START MATERIAL PROVIDED
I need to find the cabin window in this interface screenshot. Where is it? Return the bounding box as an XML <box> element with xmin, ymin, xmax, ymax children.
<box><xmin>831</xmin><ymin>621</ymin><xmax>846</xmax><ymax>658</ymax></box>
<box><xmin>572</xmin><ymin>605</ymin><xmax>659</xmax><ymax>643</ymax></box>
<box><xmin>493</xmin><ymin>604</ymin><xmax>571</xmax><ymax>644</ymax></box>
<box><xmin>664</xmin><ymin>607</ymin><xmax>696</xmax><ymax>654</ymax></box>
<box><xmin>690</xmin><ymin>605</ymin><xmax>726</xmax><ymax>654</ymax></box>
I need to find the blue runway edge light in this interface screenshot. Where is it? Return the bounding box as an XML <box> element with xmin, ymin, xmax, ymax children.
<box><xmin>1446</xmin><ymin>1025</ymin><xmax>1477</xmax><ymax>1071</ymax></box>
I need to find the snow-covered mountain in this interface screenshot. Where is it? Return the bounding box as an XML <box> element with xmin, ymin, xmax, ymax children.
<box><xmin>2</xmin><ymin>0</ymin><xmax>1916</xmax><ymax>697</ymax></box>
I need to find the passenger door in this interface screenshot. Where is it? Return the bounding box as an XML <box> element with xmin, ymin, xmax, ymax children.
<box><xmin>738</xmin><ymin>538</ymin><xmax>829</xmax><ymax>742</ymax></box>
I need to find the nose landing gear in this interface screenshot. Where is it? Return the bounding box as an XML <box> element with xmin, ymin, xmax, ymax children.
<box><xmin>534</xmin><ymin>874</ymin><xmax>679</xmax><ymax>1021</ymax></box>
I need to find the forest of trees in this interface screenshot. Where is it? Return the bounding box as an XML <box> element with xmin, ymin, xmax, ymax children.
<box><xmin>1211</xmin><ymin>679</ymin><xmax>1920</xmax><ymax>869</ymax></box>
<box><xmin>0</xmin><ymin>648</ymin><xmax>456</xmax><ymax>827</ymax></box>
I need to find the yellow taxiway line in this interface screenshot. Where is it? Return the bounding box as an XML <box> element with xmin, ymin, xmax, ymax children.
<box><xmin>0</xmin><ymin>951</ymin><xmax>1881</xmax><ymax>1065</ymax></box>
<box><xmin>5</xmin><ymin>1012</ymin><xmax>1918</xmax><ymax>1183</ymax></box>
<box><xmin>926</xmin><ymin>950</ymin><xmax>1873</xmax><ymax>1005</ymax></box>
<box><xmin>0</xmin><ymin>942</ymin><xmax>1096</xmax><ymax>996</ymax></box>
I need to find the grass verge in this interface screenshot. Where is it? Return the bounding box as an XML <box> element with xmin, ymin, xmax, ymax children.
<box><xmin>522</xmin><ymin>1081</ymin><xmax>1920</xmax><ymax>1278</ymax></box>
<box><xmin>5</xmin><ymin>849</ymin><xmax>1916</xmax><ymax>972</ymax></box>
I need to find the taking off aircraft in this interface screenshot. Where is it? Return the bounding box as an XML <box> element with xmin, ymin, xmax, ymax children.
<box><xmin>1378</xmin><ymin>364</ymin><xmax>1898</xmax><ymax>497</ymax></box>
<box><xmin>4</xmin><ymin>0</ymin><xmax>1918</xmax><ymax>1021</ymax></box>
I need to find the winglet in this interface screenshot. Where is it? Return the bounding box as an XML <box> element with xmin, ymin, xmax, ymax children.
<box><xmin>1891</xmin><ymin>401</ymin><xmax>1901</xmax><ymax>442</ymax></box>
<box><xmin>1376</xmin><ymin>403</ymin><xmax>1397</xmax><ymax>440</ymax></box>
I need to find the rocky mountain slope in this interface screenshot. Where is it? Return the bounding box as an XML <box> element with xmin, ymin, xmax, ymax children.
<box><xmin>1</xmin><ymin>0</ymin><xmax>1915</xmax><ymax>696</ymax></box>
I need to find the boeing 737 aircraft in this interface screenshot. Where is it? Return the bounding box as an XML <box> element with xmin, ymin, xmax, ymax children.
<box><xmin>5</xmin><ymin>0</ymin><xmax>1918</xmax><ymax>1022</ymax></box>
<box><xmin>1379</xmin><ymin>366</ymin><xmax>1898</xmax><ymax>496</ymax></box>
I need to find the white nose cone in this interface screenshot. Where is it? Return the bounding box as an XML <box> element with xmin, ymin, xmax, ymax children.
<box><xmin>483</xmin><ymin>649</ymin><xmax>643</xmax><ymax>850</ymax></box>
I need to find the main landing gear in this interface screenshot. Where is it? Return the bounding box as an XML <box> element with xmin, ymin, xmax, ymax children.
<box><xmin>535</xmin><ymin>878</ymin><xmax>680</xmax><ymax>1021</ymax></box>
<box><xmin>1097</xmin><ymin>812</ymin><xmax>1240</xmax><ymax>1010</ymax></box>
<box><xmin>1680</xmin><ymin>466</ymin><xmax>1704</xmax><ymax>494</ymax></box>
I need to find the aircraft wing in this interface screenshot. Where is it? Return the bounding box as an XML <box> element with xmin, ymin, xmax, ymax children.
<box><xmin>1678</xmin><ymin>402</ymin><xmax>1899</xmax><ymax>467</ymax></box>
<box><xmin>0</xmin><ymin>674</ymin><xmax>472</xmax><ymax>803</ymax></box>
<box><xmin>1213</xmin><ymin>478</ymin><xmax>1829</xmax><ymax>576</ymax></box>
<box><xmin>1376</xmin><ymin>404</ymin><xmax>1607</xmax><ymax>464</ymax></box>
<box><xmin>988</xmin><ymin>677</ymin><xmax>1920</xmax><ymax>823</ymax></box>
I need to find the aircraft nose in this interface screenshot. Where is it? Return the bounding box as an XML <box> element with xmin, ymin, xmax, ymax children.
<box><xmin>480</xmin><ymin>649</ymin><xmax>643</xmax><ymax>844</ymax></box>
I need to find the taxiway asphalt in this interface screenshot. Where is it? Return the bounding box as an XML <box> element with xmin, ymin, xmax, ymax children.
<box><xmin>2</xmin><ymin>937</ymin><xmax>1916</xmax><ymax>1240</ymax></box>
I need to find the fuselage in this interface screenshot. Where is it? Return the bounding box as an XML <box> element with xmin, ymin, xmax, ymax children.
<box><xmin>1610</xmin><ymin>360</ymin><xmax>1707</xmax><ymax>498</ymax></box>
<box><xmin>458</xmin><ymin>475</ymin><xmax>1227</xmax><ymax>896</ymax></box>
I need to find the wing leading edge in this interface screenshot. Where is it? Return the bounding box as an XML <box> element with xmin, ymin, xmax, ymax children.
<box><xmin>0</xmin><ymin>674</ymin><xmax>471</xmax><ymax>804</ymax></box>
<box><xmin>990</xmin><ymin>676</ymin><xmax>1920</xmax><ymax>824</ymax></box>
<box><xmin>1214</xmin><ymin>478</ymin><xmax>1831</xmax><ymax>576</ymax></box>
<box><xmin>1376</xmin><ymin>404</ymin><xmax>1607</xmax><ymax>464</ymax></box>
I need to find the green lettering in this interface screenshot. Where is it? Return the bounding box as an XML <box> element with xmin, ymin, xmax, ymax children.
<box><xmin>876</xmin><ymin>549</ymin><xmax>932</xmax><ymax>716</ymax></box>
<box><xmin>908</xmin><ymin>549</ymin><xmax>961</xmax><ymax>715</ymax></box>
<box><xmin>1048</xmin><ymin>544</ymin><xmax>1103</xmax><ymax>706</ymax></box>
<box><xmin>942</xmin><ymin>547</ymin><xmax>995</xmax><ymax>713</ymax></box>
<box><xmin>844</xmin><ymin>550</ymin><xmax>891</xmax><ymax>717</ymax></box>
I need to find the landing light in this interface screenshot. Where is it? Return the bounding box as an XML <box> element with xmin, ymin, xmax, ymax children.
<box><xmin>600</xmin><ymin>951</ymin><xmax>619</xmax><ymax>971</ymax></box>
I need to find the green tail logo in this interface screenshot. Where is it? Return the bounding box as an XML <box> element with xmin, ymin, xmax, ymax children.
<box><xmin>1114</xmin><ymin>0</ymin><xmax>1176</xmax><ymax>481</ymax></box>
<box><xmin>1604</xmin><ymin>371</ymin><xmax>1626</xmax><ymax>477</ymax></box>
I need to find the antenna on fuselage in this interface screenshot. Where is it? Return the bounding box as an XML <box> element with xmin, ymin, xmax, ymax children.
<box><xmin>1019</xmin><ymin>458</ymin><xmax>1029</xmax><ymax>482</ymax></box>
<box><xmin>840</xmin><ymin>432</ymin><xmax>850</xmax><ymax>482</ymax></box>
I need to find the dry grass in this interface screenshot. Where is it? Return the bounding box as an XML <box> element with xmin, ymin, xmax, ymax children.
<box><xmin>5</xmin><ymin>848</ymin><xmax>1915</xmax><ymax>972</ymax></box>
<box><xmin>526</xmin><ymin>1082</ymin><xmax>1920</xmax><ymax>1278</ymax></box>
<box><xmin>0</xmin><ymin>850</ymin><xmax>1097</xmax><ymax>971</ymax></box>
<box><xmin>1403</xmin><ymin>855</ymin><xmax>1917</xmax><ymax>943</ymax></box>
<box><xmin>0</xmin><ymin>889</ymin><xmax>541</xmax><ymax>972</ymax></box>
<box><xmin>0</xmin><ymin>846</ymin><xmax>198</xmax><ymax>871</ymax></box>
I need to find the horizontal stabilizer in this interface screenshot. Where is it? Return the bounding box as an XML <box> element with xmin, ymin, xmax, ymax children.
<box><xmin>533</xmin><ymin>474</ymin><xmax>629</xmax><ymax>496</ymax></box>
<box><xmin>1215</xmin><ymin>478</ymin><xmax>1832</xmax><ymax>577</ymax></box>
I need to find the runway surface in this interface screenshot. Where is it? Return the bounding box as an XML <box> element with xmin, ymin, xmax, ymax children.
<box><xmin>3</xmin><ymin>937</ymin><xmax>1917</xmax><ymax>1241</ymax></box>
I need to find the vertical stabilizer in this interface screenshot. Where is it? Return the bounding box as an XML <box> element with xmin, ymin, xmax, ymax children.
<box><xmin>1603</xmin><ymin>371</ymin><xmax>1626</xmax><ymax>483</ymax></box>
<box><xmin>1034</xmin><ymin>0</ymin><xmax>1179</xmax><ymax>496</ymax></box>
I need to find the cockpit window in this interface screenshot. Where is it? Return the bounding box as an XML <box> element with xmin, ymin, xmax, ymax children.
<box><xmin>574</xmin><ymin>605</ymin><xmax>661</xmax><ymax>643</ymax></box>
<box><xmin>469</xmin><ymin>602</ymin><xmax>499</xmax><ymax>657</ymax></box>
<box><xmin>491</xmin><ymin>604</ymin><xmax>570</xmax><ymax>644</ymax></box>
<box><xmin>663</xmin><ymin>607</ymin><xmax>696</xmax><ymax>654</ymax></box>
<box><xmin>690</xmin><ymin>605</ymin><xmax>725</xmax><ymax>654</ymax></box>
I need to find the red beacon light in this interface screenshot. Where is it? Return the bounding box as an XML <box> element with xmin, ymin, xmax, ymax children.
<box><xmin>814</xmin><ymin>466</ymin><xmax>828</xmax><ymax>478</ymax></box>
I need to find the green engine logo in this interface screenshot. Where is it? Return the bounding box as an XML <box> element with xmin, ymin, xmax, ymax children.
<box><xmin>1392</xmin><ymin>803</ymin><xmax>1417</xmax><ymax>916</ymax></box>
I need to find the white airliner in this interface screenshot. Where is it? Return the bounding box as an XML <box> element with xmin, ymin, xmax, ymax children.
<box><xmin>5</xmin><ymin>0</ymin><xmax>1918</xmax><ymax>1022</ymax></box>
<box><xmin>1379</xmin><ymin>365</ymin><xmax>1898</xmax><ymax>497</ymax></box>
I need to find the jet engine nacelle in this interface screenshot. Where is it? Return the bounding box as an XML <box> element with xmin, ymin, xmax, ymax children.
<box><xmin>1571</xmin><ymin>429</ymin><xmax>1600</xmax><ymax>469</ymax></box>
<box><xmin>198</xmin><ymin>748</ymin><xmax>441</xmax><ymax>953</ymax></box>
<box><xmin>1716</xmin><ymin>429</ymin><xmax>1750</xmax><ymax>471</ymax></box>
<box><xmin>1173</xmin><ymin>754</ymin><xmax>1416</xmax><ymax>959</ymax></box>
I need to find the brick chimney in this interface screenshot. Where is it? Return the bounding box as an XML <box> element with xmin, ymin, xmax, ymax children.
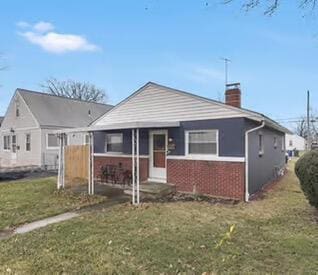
<box><xmin>225</xmin><ymin>83</ymin><xmax>241</xmax><ymax>108</ymax></box>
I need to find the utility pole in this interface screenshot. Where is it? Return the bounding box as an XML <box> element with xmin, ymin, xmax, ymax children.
<box><xmin>307</xmin><ymin>90</ymin><xmax>310</xmax><ymax>150</ymax></box>
<box><xmin>221</xmin><ymin>57</ymin><xmax>231</xmax><ymax>89</ymax></box>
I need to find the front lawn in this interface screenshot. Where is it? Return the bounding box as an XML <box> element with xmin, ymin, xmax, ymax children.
<box><xmin>0</xmin><ymin>162</ymin><xmax>317</xmax><ymax>273</ymax></box>
<box><xmin>0</xmin><ymin>177</ymin><xmax>104</xmax><ymax>230</ymax></box>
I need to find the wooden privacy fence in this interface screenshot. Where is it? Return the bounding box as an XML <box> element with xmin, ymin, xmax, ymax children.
<box><xmin>64</xmin><ymin>145</ymin><xmax>89</xmax><ymax>188</ymax></box>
END MATERIAL PROVIDED
### TASK OBJECTIVE
Write out word for word every line from the one containing "I need to find the wooden" through the last line of the data, and no other line.

### TASK OUTPUT
I need to find the wooden privacy fence in this interface screenshot. Where is it? Return the bounding box as an XML <box> element with xmin, ymin, xmax, ymax children.
<box><xmin>64</xmin><ymin>145</ymin><xmax>89</xmax><ymax>188</ymax></box>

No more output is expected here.